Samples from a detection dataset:
** BEGIN **

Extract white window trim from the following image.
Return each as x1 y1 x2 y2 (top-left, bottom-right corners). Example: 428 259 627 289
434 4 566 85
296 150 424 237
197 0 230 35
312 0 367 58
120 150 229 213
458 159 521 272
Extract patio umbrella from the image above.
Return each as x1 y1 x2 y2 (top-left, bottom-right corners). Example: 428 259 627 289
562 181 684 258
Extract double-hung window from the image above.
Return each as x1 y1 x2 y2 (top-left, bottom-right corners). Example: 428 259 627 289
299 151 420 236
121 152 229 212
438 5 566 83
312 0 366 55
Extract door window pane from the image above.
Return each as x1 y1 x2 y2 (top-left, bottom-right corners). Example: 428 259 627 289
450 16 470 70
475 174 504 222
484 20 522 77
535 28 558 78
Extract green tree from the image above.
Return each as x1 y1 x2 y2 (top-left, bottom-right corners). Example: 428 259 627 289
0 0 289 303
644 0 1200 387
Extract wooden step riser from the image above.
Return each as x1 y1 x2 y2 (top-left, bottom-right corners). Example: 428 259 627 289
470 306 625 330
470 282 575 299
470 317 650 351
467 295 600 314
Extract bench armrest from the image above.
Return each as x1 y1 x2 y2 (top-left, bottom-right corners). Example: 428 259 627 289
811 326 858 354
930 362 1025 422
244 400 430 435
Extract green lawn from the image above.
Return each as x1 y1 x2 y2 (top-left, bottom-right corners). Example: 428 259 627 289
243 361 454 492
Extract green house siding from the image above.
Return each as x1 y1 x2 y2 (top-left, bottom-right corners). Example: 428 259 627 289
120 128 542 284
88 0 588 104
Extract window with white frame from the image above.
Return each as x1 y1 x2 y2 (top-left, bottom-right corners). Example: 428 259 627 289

** END **

EXERCISE OBJECTIVE: Rewrite the lines above as a numbered list, skipping any blank lines.

TASK SOLUTION:
1. Extract white window trim from the following image.
2. Return each as x1 y1 x2 y2 (top-left, bottom-right corners). Example: 428 259 627 289
3. 434 4 566 85
4. 296 150 424 237
5. 197 0 230 35
6. 312 0 367 58
7. 120 150 229 213
8. 458 159 521 272
9. Extract patio umbrella from the image above.
10. Return each as x1 y1 x2 y2 (top-left, bottom-right corners). Example: 428 259 627 289
11. 562 181 684 258
12. Extract double-hung window from the image above.
13. Return each as x1 y1 x2 y2 (top-left, bottom-right corners). Example: 428 259 627 289
14. 299 151 420 236
15. 121 152 229 212
16. 438 5 566 83
17. 312 0 366 55
18. Extract door window pane from the image above.
19. Return each as x1 y1 x2 y2 (top-left, bottom-right corners). Example: 428 259 627 289
20. 450 16 470 70
21. 475 174 504 222
22. 484 20 522 77
23. 535 28 558 78
24. Extract green tree from the image above.
25. Return each as x1 y1 x2 y2 (top-left, bottom-right corners). Example: 428 259 627 289
26. 0 0 289 303
27. 644 0 1200 387
28. Extract wooden step riser from the image above.
29. Return each as x1 y1 x2 y2 (top-left, bottom-right corners). Example: 428 259 627 289
30. 470 306 625 330
31. 470 282 575 299
32. 470 317 650 351
33. 467 295 600 314
34. Extract bench armrest from the image above.
35. Return each as x1 y1 x2 y2 (top-left, bottom-right corners). Example: 428 259 627 289
36. 811 326 858 354
37. 930 362 1025 422
38. 244 400 430 435
39. Extract green lawn from the image above.
40. Return each as x1 y1 x2 y2 (top-left, bottom-right corners). Example: 428 259 627 289
41. 243 361 454 492
42. Extract green house siding from the image above.
43. Return each as x1 y1 x2 y2 (top-left, bottom-right corners). Example: 428 259 627 289
44. 120 128 542 284
45. 88 0 588 104
46. Extract window with white frame from the image above.
47. Return each as x1 y1 x2 y2 (top-left, bottom-right corners). Example: 428 259 627 289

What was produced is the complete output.